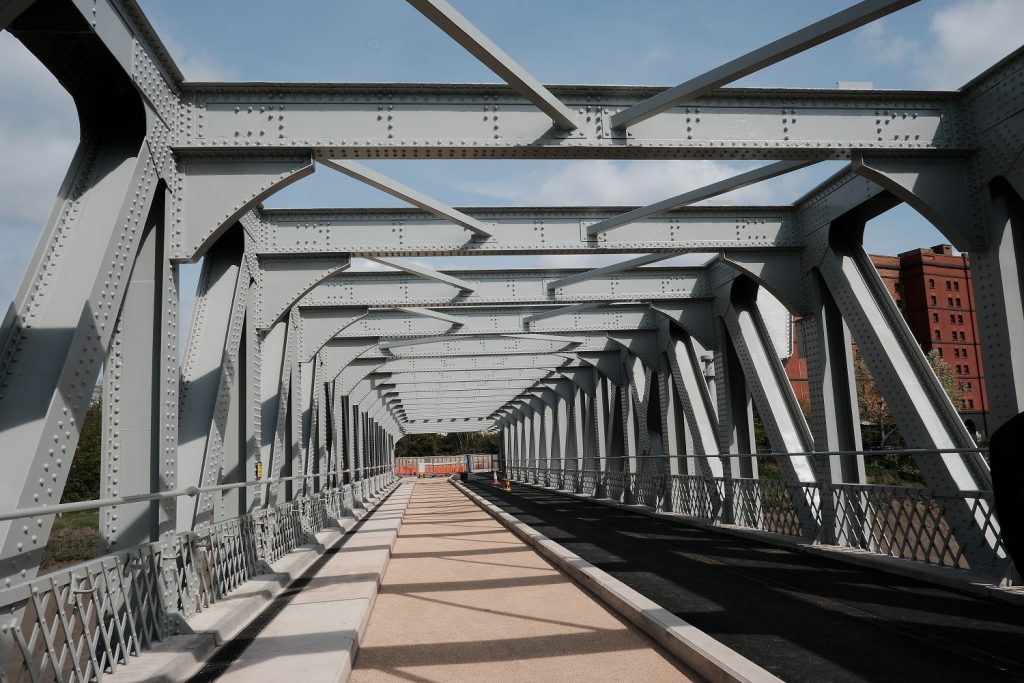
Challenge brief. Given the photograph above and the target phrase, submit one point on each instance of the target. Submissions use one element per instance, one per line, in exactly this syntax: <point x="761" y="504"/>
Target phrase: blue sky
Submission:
<point x="936" y="44"/>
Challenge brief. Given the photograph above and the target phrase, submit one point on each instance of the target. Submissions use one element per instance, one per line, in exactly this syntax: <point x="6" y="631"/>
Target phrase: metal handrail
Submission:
<point x="809" y="454"/>
<point x="145" y="498"/>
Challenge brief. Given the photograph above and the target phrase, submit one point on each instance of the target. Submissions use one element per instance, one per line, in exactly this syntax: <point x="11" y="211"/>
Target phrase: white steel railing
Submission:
<point x="906" y="522"/>
<point x="83" y="622"/>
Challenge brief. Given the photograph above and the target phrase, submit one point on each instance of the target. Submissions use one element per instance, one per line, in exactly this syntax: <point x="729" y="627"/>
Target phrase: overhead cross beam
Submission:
<point x="607" y="269"/>
<point x="395" y="188"/>
<point x="806" y="38"/>
<point x="423" y="271"/>
<point x="698" y="195"/>
<point x="467" y="35"/>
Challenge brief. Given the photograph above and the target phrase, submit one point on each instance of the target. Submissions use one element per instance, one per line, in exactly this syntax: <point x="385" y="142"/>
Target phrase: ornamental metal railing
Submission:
<point x="904" y="522"/>
<point x="83" y="622"/>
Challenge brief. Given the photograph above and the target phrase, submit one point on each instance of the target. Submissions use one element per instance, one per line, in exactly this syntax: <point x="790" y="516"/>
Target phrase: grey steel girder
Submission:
<point x="799" y="41"/>
<point x="458" y="364"/>
<point x="506" y="287"/>
<point x="168" y="172"/>
<point x="386" y="232"/>
<point x="396" y="325"/>
<point x="389" y="120"/>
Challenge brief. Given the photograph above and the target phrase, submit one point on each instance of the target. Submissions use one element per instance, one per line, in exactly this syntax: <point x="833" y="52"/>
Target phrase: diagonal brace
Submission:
<point x="698" y="195"/>
<point x="406" y="194"/>
<point x="467" y="35"/>
<point x="799" y="41"/>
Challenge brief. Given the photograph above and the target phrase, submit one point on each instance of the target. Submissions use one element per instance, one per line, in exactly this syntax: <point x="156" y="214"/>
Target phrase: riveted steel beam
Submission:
<point x="423" y="271"/>
<point x="509" y="287"/>
<point x="471" y="38"/>
<point x="806" y="38"/>
<point x="436" y="314"/>
<point x="698" y="195"/>
<point x="371" y="232"/>
<point x="349" y="121"/>
<point x="606" y="270"/>
<point x="395" y="188"/>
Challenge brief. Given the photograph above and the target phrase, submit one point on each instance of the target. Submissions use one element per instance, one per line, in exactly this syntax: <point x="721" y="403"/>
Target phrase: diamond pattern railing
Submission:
<point x="898" y="521"/>
<point x="82" y="623"/>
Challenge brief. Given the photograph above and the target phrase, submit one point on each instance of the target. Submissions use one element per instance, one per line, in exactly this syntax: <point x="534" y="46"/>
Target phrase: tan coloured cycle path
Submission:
<point x="463" y="599"/>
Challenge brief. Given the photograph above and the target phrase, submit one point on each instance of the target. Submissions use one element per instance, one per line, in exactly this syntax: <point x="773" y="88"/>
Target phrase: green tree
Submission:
<point x="873" y="408"/>
<point x="83" y="477"/>
<point x="451" y="443"/>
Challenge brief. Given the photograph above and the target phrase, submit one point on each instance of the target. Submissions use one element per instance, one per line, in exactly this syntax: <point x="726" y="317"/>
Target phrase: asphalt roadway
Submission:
<point x="801" y="616"/>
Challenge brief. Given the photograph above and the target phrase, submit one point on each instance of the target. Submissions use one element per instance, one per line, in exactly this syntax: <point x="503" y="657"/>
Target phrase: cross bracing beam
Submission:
<point x="603" y="271"/>
<point x="470" y="385"/>
<point x="436" y="314"/>
<point x="806" y="38"/>
<point x="395" y="188"/>
<point x="445" y="364"/>
<point x="394" y="325"/>
<point x="698" y="195"/>
<point x="469" y="346"/>
<point x="508" y="287"/>
<point x="390" y="121"/>
<point x="417" y="378"/>
<point x="471" y="38"/>
<point x="423" y="271"/>
<point x="369" y="232"/>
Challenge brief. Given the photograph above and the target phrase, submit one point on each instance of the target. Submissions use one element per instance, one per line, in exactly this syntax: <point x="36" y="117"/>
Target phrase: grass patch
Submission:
<point x="75" y="538"/>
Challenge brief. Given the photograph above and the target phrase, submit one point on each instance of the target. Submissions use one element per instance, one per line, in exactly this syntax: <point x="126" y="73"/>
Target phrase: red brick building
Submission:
<point x="933" y="289"/>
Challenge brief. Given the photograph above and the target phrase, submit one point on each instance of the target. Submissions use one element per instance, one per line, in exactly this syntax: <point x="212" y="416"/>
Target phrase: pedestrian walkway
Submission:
<point x="310" y="633"/>
<point x="463" y="599"/>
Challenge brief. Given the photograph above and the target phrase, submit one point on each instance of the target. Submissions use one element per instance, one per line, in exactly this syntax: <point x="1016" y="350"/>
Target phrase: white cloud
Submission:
<point x="38" y="136"/>
<point x="601" y="182"/>
<point x="972" y="35"/>
<point x="966" y="37"/>
<point x="197" y="66"/>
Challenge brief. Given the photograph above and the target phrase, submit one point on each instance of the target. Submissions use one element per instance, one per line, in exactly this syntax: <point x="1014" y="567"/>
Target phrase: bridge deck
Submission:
<point x="464" y="599"/>
<point x="801" y="616"/>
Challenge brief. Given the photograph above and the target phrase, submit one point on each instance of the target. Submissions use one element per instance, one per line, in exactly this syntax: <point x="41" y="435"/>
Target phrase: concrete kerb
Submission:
<point x="177" y="657"/>
<point x="693" y="647"/>
<point x="334" y="613"/>
<point x="956" y="580"/>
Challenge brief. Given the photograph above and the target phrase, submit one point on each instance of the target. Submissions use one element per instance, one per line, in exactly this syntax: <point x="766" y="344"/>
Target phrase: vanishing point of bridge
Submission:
<point x="265" y="455"/>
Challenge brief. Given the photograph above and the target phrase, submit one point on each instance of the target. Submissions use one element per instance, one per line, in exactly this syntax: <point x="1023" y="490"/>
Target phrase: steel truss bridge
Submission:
<point x="633" y="383"/>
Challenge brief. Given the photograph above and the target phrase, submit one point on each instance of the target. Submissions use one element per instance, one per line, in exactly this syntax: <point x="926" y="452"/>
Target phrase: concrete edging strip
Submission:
<point x="695" y="648"/>
<point x="957" y="580"/>
<point x="180" y="656"/>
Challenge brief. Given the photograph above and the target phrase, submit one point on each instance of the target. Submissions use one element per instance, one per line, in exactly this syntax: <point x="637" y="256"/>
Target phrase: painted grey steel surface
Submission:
<point x="634" y="383"/>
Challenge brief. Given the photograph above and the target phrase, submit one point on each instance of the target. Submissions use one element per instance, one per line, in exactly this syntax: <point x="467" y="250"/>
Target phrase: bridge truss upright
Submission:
<point x="630" y="382"/>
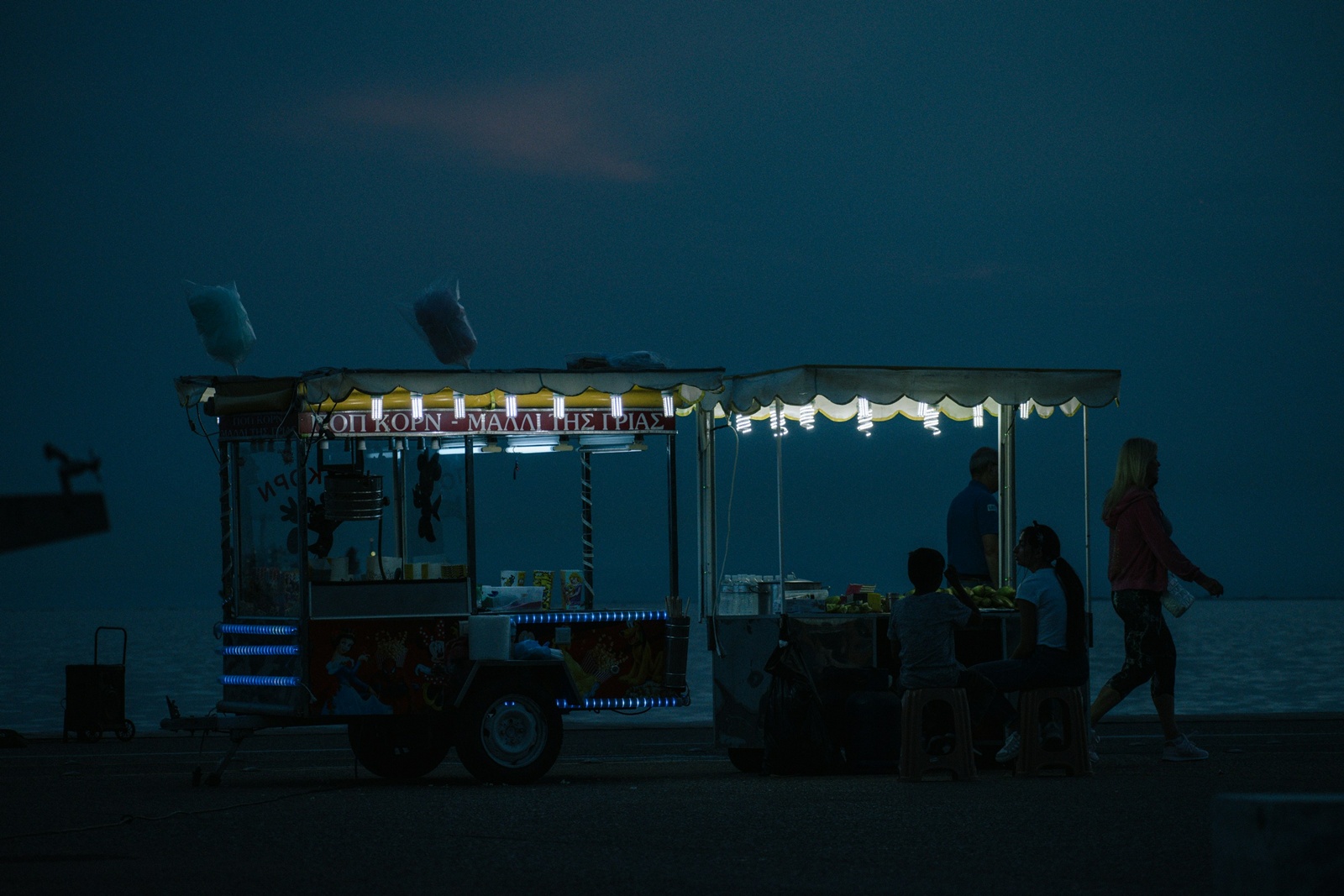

:::::

Bring together all lines of the entries above in which the string "beam" occurs.

**Output**
Target phrase: overhead cross beam
Target phrase: riveted steel beam
Target phrase: cross bracing beam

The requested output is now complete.